### GOAL OF THE EXERCISE
Copy every entry below exactly, and keep out the pictures.

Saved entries
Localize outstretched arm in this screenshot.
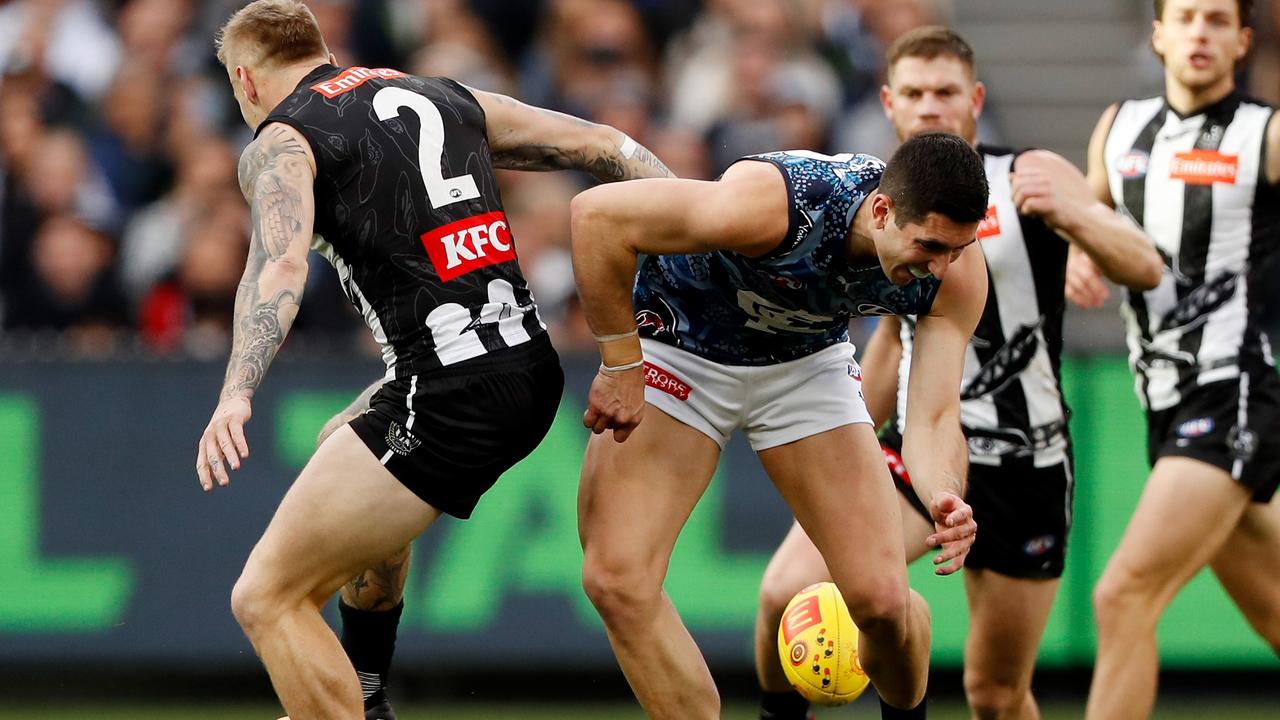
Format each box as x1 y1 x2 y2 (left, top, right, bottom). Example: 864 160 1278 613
901 244 986 574
195 122 317 492
468 87 674 182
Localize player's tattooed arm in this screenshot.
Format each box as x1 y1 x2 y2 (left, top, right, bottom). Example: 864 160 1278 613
467 87 674 181
220 124 318 402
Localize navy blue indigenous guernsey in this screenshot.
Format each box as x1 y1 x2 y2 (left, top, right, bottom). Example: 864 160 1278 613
633 151 942 365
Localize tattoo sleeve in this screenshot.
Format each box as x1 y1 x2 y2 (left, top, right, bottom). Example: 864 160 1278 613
483 93 674 181
220 126 315 402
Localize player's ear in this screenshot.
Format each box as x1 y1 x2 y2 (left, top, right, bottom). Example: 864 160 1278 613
971 81 987 120
872 193 893 230
1236 27 1252 63
237 66 259 105
1151 19 1165 58
329 52 338 66
879 84 893 119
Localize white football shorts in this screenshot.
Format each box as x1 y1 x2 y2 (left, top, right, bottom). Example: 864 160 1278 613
639 339 873 451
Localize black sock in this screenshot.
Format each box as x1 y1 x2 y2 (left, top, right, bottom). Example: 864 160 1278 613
760 690 811 720
879 693 927 720
339 599 404 706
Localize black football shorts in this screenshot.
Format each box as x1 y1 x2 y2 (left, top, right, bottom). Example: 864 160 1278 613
349 335 563 519
884 426 1074 579
1145 364 1280 503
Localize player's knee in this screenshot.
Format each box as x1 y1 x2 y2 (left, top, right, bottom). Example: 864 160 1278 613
964 673 1026 720
843 581 909 643
1092 565 1159 633
757 565 809 619
581 553 662 626
230 571 282 636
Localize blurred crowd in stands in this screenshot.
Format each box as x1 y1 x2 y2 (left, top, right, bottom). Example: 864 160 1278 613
0 0 1276 360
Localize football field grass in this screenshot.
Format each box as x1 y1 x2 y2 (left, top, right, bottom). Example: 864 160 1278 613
3 699 1279 719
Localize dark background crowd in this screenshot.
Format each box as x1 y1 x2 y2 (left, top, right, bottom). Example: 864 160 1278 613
0 0 1277 361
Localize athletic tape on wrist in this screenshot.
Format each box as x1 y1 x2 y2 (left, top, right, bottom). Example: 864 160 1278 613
600 359 644 374
593 329 638 343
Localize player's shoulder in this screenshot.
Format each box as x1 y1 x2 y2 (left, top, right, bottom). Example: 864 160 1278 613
1109 95 1165 123
745 150 885 179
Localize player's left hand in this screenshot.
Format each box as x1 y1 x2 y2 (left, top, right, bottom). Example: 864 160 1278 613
196 396 252 492
925 490 976 576
1010 149 1094 231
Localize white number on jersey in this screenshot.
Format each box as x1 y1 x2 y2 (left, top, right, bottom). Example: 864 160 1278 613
427 279 543 365
373 86 480 209
735 290 832 334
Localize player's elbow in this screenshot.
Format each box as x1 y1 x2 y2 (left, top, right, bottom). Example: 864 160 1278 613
1108 248 1162 292
1131 249 1163 291
570 189 616 251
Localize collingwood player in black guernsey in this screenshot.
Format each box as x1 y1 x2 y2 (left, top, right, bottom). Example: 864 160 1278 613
753 28 1161 720
1068 1 1280 718
192 2 672 718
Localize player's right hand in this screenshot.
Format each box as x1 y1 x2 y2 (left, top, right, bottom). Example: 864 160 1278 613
196 396 252 492
926 490 976 576
583 366 646 443
1065 244 1110 309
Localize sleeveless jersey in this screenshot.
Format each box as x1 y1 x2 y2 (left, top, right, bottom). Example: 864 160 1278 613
632 151 941 365
1103 92 1279 411
895 146 1070 468
260 64 544 379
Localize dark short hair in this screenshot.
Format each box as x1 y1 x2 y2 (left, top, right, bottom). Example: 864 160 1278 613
879 132 988 227
1154 0 1253 27
886 26 976 82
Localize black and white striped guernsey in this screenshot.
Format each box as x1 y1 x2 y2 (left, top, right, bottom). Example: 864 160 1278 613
262 64 546 380
896 145 1071 468
1103 93 1279 411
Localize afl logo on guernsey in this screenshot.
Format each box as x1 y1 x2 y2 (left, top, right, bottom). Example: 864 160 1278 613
311 67 407 98
1116 150 1149 178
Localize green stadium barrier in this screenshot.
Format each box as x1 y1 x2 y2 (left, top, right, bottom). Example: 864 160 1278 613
1 354 1275 669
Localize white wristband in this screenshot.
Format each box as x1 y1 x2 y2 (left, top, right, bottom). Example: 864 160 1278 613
594 329 638 343
600 359 644 374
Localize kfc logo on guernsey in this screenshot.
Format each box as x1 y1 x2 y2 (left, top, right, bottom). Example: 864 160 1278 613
977 204 1001 240
643 362 692 401
312 67 407 98
421 211 515 281
1170 150 1238 185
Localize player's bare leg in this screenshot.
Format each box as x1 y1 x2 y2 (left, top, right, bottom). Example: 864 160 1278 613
755 521 831 696
962 569 1058 720
758 423 930 710
232 425 440 720
1085 457 1251 720
1209 494 1280 654
312 381 409 718
578 407 724 719
754 495 933 695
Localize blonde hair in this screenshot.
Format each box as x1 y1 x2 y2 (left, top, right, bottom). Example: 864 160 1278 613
215 0 329 68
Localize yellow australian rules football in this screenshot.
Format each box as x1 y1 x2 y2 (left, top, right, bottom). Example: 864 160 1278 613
777 581 871 705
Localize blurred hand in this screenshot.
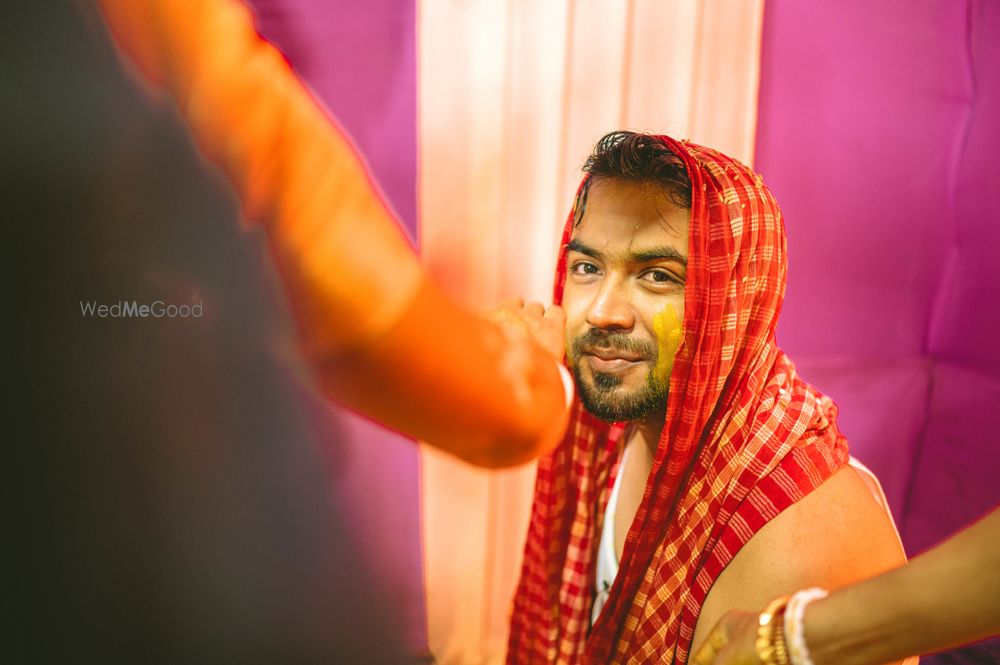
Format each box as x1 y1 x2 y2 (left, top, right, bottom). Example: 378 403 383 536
488 297 566 363
692 610 760 665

### WRITTEN REPLY
Localize outstretched arm in this screenshot.
Format each box as x1 y1 x2 y2 (left, top, right, bottom). Example: 864 160 1278 613
901 244 986 574
195 122 317 492
468 87 674 182
Localize player's tattooed arm in this screenshot.
Format each box as x1 y1 x2 y2 (left, top, right, bottom). Example: 864 160 1278 613
467 87 674 181
220 124 318 402
Localize navy blue indigenous guernsey in this screenshot.
Format each box as x1 y1 x2 y2 (left, top, right, bottom). Example: 864 160 1278 613
633 151 942 365
Localize tattoo sleeve in this screenshot.
Format each box as x1 y1 x2 y2 (left, top, right, bottom). Example: 864 160 1278 613
483 93 674 181
220 126 315 402
Localize player's ear in this screenshot.
Format each box as x1 y1 x2 y2 (left, top, right, bottom). Example: 864 160 1278 613
971 81 987 120
872 193 893 230
1236 27 1252 63
237 66 259 105
1151 19 1165 58
329 52 338 66
879 84 893 119
Localize white football shorts in this screenshot.
Format each box as x1 y1 x2 y2 (left, top, right, bottom). Example: 864 160 1278 613
639 339 873 451
Localize black sock in this screenshot.
Format each box as x1 y1 x2 y2 (left, top, right, bottom). Example: 864 160 1278 613
760 690 811 720
879 693 927 720
339 599 404 706
Localize black football shorts in this screenshot.
Format each box as x1 y1 x2 y2 (left, top, right, bottom). Example: 864 160 1278 613
349 335 563 519
884 426 1074 579
1145 364 1280 503
Localize player's knee in this screenshot.
Format each box as x1 y1 x2 y2 (left, top, right, bottom). Example: 864 160 1278 613
964 673 1026 720
843 581 909 643
1092 565 1159 633
757 565 809 619
581 553 662 626
230 571 282 636
Localize blurred crowd in stands in this screenshot.
Format each box as x1 y1 x2 y2 (left, top, right, bottom). Example: 864 160 1278 613
0 0 1276 360
Localize football field grass in this screenshot.
Format each box as x1 y1 x2 y2 (left, top, right, bottom). Example: 864 160 1278 613
3 699 1279 719
Localize dark background crowd in this screenshot.
Format each box as x1 y1 x2 y2 (left, top, right, bottom). Example: 864 160 1278 613
0 0 1277 361
Localize athletic tape on wrist in this screenshot.
Format each box as x1 y1 x2 y2 (left, top, right, bottom). Example: 864 160 1278 613
600 359 644 374
593 329 638 343
Localize player's shoulder in this screenshot.
Format each box as x1 y1 x2 y2 (left, top, right, bottom). Example: 864 160 1278 613
1109 95 1165 123
745 150 885 179
Localize player's left hand in this screenshot.
Format each box as x1 y1 x2 y2 (left, top, right, bottom). Example: 864 160 1278 613
196 396 252 492
925 490 976 576
1010 149 1094 231
Localize white number on jersey in this screenshot.
Format each box as x1 y1 x2 y2 (left, top, right, bottom). Example: 864 160 1278 613
427 279 543 365
373 86 480 209
735 290 832 334
Localize player's elbow in this screenshot.
Format each box as x1 y1 x2 y2 (left, top, right, bottom). Example: 864 160 1278 613
1108 248 1162 292
1131 249 1163 291
570 189 616 251
Localize collingwood player in black guernsey in this screenshot.
Format each box as x1 y1 x2 y2 (left, top, right, bottom). Example: 864 160 1278 613
753 28 1161 720
1068 1 1280 718
192 2 672 718
Localize player's right hand in this screenshot.
Format each box as x1 y1 x2 y2 (left, top, right, bottom). Example: 864 160 1278 613
196 396 252 492
926 490 976 576
583 366 646 443
1065 244 1110 309
Localize sleeveless jersey in this screenshot.
Format each box as x1 y1 x2 y2 (left, top, right, bottom). Example: 864 160 1278 613
632 151 941 365
1103 92 1279 411
895 146 1070 468
260 64 544 379
Localize dark short hair in this screenshot.
Format each box as x1 y1 x2 y2 (left, top, right, bottom). Example: 864 160 1278 613
879 132 988 227
1154 0 1253 27
886 26 976 82
Localize black and white striped guernsey in this screenshot.
Format each box as x1 y1 x2 y2 (left, top, right, bottom). Example: 864 160 1278 613
262 64 546 380
896 145 1071 468
1103 93 1279 411
Localize afl logo on guernsey in this screenshot.
Format each box as x1 y1 x2 y2 (left, top, right, bottom). Example: 864 160 1278 613
311 67 407 98
1116 150 1149 178
Localize green stadium barrier in this screenshot.
Format each box as x1 y1 x2 y2 (left, top, right, bottom). Example: 864 160 1278 613
1 354 1275 669
Localize white wristband in this screenshot.
Format each box as x1 y1 x2 y2 (left, top, right, bottom). Example: 864 160 1278 613
594 329 638 343
600 359 644 374
Localize kfc logo on guernsey in this screenshot.
Format each box as x1 y1 x2 y2 (left, top, right, bottom). Example: 864 160 1278 613
977 204 1001 240
643 362 692 401
312 67 407 98
421 211 515 281
1170 150 1238 185
Localize player's bare leg in this screenshot.
Format each box as x1 y1 x2 y2 (left, top, right, bottom). Example: 864 160 1278 613
755 521 831 696
962 569 1058 720
758 423 930 710
232 425 440 720
1085 457 1251 720
1209 494 1280 654
312 381 409 718
578 407 724 719
754 495 933 695
Localize blonde hair in this screenshot.
Format each box as x1 y1 x2 y2 (left, top, right, bottom). Example: 864 160 1278 613
215 0 329 68
Localize yellow australian rules football in this screenshot.
Format each box as x1 y1 x2 y2 (left, top, right, bottom). Example: 864 160 1278 613
777 581 871 705
Localize blurred hand in this screenshot.
Format each box as x1 y1 x2 y2 (left, top, right, bottom). Example: 378 403 383 536
488 297 566 363
692 610 760 665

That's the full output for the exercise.